• _Directions for this task_: Your response should be the complete set of records, reproduced exactly.

Records drawn from a dataset:
━━━━━━━━━━
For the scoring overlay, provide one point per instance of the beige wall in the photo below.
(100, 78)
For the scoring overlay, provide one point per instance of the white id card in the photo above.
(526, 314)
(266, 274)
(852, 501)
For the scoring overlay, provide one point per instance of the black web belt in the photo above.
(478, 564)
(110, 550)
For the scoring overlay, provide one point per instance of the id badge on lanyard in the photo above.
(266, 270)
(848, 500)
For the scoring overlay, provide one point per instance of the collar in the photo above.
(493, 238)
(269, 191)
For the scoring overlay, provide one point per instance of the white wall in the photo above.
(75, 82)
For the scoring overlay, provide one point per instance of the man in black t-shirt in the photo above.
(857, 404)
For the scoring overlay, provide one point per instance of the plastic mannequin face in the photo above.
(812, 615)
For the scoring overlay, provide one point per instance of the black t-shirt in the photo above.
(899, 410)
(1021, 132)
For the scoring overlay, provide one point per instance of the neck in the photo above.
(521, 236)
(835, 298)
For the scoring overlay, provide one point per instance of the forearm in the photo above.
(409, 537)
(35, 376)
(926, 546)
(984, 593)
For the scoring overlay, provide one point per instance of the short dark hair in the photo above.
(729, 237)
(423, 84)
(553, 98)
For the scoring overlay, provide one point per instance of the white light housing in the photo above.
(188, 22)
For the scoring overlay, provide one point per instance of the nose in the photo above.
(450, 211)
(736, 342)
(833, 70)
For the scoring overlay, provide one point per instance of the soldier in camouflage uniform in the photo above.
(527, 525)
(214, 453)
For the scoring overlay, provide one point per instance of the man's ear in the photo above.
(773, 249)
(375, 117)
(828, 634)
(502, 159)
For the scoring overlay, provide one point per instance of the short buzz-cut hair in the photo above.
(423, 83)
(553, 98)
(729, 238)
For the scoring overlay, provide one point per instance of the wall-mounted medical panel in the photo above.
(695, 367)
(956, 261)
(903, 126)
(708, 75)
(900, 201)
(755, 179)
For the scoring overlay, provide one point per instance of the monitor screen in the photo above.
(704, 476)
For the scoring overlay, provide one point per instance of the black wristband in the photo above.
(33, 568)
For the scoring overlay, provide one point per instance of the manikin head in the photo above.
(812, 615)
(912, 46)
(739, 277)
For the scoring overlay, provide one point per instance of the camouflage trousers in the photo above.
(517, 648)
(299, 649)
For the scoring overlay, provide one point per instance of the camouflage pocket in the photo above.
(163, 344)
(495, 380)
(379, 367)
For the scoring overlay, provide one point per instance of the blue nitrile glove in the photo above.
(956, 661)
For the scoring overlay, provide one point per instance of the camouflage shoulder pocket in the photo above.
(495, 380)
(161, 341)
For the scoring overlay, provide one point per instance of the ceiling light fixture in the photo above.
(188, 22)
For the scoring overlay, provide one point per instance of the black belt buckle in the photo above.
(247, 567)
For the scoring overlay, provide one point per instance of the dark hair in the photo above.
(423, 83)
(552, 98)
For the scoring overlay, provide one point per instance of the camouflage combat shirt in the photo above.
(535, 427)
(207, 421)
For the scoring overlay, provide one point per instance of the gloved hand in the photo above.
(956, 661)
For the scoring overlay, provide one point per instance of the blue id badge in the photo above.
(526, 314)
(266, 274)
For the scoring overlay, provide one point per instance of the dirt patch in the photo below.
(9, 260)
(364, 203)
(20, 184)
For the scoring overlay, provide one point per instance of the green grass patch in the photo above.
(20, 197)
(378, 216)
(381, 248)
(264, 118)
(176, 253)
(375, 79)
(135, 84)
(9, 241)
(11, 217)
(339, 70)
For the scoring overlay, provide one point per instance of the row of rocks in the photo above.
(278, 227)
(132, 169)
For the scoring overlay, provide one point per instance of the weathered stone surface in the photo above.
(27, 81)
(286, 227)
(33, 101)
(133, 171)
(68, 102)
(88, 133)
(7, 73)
━━━━━━━━━━
• _Answer section_:
For the scoring overlay, provide one point per instance of the beige wall in the photo below.
(100, 78)
For the scoring overlay, provide one point per instance of the white id card in the photo above.
(526, 314)
(266, 274)
(852, 501)
For the scoring overlay, provide one point per instance of the black web belt in the photo above.
(478, 564)
(110, 550)
For the scoring overlay, provide one point per instance of the id badge on lanyard in the photo above.
(266, 270)
(848, 500)
For the scoring overlay, provide one point per instance of the collar in the photo above.
(493, 238)
(269, 191)
For the scoring overlay, provide one point per instance of the white wall in the photo above.
(75, 82)
For the scoring overlay, provide one point per instance of the man in black t-shirt in the photo above.
(857, 404)
For the scoring overlay, provide one point per instance of the plastic mannequin face in the photo above.
(812, 615)
For the scoring overlay, provide one point per instance of the black t-shirt in the photo above.
(899, 410)
(1021, 132)
For the scoring overlay, provide one point per instance of the neck in the photo above.
(521, 236)
(835, 298)
For the scoring overlay, provide one point per instance of the forearm in the photo above.
(409, 537)
(35, 376)
(926, 546)
(984, 593)
For the scoring overlay, provide one point per instance of the short dark hair in the photo above.
(729, 237)
(423, 84)
(553, 98)
For the scoring overlay, provide one point per instance of the white light housing in the photo above.
(188, 22)
For the scoring overlay, provide one point per instance of the nose in the photo above.
(450, 211)
(736, 342)
(833, 70)
For the scoring overlay, provide one point per instance of the soldier in camouflage uniform in the photo above.
(527, 525)
(214, 453)
For the scoring overlay, provide one point per instance of the man's ear in the photo above.
(773, 249)
(375, 117)
(828, 634)
(502, 159)
For the scoring overlay, provide one point per instance of the short buzz-cut hair in the photo above.
(423, 83)
(553, 98)
(729, 238)
For the scoring overlay, provide one point per instance of the wall-mounted medical panel in the photo above.
(695, 367)
(956, 261)
(903, 126)
(708, 75)
(900, 201)
(755, 179)
For the scoring overlay, provide one point per instance of the monitor screen in the photo above.
(704, 476)
For the scoring overlay, provide one point per instance of the black wristband in the photo above.
(33, 568)
For the scoring overlay, provide one point per instance of the manikin head in the photo above.
(812, 615)
(912, 46)
(739, 277)
For the scoring overlay, provide one point per instance of the camouflage trousers in the photo above.
(517, 648)
(299, 649)
For the scoring overlay, provide one point per instance of the camouflage pocket in the photo above.
(163, 344)
(495, 380)
(379, 367)
For the scoring overlay, provide one point per instance of the blue nitrile glove in the photo above.
(956, 661)
For the scoring overlay, provide one point per instance of the camouflage shoulder pocket in the photo above.
(495, 380)
(161, 341)
For the scoring overlay, provide one point per instance of the ceiling light fixture in the photo above.
(188, 22)
For the scoring overlay, provide one point per instance of the black belt buckle in the photo above.
(247, 567)
For the scoring overlay, provide one point per instance of the dark hair in the photo above.
(423, 83)
(552, 98)
For the scoring overlay, provide one point per instance of the camouflage combat shirt in the photo above.
(535, 427)
(207, 421)
For the scoring overlay, provide one point per instance of the gloved hand in the photo above.
(956, 661)
For the scoring overlay, provide one point per instance of the blue id badge in the photo above.
(526, 314)
(266, 274)
For the scoring overlay, provide one point per instance of the dirt patch in the photo below.
(9, 260)
(364, 203)
(20, 184)
For the scoring overlay, provide one point per instance of the green grass patch in the photo above.
(20, 197)
(378, 216)
(381, 248)
(264, 118)
(176, 253)
(375, 79)
(135, 84)
(9, 241)
(11, 217)
(339, 70)
For the scoring overlay, provide one point per instance of the row of rocks in the photo above.
(278, 227)
(132, 169)
For the scoring overlay, provide one point per instance of the weathered stone surface in the photo above.
(27, 81)
(286, 227)
(33, 101)
(133, 171)
(68, 102)
(88, 133)
(7, 73)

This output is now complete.